§ **WORK TO COMPLETE**: Find every line in the data below that contains the string "railing" and copy each of those lines. Case matters.
+--
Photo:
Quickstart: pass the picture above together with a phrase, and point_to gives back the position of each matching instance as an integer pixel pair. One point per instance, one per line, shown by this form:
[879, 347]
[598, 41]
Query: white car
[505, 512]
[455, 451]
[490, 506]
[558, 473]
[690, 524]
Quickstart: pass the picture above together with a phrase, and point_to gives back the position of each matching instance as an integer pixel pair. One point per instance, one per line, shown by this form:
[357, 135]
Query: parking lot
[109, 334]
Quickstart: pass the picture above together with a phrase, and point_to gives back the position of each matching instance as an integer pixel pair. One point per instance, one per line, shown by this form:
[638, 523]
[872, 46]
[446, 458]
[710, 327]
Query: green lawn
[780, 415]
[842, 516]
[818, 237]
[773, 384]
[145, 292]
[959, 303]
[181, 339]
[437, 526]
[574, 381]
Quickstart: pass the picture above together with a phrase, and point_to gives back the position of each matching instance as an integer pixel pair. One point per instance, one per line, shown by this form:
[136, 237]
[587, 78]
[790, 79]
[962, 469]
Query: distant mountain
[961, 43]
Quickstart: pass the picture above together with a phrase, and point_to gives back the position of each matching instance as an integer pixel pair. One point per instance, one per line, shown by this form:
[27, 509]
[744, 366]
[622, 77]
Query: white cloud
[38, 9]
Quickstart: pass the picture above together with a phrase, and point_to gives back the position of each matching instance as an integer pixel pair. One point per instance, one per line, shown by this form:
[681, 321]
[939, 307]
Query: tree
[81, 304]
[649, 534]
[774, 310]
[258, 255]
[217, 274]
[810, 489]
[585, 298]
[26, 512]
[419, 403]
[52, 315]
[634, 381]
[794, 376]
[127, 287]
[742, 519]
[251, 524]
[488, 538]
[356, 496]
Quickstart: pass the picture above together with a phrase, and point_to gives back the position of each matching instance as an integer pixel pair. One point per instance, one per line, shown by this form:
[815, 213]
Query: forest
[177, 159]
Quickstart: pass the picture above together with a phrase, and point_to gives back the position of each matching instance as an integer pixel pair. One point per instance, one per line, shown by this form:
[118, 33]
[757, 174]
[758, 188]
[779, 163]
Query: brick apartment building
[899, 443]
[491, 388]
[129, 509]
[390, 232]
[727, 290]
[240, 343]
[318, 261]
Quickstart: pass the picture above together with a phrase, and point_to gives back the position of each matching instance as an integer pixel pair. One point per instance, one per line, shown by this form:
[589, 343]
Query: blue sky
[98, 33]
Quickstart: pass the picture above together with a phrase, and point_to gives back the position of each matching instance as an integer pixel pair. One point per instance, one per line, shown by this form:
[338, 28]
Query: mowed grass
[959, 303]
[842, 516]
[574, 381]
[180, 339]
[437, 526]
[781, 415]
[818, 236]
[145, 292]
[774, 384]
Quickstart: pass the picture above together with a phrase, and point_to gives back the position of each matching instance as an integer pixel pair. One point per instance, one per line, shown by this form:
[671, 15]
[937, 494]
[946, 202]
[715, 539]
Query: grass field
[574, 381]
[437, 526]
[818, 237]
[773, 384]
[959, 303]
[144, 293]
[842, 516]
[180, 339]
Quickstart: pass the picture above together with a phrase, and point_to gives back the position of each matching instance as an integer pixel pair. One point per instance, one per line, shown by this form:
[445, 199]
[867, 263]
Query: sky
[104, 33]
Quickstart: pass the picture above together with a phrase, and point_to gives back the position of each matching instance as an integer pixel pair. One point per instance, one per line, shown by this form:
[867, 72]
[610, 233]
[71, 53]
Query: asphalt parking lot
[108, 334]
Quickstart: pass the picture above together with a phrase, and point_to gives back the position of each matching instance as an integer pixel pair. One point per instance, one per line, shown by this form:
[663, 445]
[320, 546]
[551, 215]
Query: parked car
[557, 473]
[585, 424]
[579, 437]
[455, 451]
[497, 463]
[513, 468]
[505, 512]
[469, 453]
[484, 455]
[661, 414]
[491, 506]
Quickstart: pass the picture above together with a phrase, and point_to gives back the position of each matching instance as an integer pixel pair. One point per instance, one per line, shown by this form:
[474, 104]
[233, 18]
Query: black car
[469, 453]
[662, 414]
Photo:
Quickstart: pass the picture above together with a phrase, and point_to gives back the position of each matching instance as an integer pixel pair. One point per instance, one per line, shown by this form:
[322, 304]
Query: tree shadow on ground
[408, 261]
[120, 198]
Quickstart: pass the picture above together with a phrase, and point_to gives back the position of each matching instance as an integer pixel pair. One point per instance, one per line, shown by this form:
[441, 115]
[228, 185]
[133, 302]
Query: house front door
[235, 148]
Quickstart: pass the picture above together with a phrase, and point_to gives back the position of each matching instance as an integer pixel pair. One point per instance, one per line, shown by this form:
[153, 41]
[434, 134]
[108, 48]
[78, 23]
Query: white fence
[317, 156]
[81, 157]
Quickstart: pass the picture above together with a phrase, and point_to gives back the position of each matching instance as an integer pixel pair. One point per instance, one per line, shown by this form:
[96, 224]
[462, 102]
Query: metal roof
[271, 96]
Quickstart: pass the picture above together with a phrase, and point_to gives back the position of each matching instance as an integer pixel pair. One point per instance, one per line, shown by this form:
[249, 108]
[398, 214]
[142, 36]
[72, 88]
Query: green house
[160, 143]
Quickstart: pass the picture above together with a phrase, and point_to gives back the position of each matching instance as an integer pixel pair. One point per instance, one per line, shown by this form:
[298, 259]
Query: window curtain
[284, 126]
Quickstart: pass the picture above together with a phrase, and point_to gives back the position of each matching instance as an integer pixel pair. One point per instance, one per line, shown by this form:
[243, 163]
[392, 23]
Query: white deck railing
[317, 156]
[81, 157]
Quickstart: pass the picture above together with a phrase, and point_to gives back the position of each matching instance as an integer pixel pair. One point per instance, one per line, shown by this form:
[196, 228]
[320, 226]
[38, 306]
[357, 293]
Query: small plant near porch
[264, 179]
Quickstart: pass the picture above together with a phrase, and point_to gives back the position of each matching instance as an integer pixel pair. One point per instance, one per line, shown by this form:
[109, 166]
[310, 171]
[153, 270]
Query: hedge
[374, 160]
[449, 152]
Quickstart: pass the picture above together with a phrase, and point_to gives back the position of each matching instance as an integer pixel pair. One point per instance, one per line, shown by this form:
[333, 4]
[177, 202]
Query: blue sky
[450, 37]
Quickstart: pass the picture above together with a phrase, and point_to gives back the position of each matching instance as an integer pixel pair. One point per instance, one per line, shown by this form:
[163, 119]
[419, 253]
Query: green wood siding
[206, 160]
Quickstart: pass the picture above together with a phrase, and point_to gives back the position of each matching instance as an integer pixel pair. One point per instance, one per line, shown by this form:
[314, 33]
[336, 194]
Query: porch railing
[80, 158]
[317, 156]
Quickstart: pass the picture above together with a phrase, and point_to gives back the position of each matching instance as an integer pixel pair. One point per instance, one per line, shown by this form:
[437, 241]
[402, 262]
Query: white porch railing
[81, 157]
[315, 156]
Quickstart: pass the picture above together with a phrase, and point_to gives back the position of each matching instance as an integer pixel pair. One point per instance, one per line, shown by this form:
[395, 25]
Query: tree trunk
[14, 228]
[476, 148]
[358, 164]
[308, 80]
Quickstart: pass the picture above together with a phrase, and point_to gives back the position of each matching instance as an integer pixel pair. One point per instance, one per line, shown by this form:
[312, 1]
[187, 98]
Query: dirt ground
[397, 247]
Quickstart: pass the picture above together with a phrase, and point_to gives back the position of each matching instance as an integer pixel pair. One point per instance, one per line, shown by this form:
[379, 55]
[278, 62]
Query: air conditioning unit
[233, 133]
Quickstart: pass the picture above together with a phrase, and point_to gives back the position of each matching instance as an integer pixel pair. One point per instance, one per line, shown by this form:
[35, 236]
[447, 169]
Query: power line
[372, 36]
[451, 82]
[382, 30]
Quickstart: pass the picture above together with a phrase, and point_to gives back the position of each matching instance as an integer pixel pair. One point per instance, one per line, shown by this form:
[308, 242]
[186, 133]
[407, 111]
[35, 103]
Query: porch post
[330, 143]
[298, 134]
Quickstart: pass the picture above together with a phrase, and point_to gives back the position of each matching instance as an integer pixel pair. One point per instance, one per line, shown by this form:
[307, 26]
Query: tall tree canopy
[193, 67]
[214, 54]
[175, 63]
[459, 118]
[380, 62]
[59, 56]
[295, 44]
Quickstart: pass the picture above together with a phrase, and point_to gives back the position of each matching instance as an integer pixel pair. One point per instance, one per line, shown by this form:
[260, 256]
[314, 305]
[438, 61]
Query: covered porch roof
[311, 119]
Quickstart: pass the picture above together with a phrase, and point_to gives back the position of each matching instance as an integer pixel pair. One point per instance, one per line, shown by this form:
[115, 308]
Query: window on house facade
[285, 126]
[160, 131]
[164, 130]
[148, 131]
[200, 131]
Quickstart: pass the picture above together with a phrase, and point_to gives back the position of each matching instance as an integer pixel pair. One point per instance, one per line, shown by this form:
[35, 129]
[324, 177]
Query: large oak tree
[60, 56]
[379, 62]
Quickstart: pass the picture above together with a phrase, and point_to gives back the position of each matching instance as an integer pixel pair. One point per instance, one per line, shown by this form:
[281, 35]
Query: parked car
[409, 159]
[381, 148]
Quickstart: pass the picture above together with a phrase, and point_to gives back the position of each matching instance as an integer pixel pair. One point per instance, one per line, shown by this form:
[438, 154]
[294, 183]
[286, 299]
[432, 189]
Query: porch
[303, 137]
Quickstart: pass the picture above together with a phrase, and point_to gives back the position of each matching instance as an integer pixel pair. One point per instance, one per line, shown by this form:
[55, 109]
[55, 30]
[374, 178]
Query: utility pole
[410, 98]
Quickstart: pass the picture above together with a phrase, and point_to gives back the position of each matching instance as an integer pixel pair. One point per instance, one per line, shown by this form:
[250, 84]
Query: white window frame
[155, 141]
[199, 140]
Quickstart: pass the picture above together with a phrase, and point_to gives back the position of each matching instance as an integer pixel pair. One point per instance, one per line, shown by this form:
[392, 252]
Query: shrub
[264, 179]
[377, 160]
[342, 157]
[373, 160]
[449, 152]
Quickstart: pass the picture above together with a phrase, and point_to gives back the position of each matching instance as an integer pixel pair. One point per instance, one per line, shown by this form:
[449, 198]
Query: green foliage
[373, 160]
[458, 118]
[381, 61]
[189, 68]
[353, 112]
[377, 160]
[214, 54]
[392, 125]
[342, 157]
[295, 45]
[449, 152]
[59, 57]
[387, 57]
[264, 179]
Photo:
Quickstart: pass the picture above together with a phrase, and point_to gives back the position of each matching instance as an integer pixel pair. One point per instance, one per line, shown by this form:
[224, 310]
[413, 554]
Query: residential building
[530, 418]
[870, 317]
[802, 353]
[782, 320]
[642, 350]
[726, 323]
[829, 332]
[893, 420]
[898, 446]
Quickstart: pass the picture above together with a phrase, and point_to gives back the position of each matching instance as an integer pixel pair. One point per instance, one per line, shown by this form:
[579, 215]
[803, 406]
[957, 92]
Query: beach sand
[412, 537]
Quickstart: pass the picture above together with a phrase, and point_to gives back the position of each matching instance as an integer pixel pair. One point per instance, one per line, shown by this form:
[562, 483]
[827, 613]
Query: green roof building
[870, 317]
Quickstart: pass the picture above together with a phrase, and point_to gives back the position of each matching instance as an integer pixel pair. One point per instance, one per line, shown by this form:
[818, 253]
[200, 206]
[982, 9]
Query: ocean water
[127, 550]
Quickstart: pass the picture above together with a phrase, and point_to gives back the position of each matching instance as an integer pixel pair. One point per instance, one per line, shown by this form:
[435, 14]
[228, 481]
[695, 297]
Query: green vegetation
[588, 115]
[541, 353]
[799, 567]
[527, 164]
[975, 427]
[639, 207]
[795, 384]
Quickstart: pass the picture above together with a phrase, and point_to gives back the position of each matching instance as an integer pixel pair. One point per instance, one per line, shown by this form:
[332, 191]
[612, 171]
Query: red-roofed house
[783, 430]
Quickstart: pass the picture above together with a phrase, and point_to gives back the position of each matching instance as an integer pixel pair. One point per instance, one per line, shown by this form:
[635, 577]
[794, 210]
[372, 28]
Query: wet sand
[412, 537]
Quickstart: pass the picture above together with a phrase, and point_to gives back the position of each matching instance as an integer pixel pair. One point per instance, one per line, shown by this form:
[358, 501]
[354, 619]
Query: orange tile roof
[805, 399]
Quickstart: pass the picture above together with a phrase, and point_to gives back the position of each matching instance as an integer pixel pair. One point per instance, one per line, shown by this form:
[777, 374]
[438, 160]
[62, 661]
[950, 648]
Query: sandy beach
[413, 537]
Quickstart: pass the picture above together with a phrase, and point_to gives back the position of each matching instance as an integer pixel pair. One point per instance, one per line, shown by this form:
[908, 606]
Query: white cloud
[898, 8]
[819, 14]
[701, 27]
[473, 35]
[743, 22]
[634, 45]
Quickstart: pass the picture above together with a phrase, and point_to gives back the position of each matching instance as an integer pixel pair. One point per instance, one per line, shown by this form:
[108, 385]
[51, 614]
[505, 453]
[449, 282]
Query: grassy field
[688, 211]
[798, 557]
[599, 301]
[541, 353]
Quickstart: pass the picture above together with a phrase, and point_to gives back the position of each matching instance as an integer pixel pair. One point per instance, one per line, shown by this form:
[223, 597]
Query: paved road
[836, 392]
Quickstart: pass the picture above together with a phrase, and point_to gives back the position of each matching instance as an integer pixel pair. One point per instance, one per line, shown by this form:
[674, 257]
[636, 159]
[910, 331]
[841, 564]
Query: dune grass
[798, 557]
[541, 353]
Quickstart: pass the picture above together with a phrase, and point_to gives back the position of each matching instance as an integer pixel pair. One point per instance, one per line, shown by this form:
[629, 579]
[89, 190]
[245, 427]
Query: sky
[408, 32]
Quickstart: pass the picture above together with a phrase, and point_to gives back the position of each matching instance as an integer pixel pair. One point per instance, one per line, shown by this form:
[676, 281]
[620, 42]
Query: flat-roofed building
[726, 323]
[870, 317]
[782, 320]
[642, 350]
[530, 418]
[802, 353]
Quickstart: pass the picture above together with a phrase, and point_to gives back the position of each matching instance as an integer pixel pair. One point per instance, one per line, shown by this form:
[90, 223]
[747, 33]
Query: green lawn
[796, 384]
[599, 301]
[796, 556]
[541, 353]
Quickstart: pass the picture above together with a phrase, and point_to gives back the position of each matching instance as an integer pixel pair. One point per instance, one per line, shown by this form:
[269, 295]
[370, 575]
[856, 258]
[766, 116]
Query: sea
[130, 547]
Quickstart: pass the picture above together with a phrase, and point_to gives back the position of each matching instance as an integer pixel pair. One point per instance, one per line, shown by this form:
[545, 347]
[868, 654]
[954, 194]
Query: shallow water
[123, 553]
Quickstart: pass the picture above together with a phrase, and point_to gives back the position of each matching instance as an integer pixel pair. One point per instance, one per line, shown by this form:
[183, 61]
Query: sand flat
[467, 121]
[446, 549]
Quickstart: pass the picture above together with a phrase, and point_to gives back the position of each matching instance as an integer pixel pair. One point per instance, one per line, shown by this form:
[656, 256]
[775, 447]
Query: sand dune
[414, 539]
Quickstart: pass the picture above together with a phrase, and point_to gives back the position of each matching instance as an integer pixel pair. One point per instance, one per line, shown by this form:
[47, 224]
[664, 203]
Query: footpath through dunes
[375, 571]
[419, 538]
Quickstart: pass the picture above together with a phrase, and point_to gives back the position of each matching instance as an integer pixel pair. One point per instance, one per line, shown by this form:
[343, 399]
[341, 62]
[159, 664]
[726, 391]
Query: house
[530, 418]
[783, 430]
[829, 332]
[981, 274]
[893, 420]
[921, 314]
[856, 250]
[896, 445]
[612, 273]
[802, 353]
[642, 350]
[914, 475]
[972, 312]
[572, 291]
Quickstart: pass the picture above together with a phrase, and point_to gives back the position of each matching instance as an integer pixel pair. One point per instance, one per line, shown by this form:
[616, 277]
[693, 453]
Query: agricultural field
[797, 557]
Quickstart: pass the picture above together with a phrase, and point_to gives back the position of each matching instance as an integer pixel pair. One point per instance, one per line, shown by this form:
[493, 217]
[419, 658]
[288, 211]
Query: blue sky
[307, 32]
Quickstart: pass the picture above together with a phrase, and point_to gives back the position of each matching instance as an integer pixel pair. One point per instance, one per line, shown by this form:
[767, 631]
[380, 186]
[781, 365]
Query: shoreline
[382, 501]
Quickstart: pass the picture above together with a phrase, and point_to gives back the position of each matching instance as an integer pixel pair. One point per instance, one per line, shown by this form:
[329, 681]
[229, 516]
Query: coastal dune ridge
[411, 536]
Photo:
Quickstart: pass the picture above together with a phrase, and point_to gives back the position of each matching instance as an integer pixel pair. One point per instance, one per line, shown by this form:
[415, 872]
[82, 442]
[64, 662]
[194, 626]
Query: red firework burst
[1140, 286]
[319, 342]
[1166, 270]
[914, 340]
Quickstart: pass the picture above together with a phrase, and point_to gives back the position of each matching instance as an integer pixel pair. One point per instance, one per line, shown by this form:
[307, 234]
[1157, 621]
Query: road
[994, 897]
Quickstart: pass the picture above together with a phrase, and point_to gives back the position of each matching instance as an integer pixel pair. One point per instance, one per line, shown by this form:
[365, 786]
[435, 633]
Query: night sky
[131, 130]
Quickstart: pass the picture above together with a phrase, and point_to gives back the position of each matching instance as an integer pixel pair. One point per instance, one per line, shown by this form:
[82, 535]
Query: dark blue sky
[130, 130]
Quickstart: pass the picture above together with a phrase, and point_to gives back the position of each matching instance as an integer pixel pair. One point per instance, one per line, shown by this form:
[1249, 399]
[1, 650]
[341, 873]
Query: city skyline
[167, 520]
+--
§ **WRITTEN ANSWER**:
Query: white deck railing
Query: porch railing
Query: white porch railing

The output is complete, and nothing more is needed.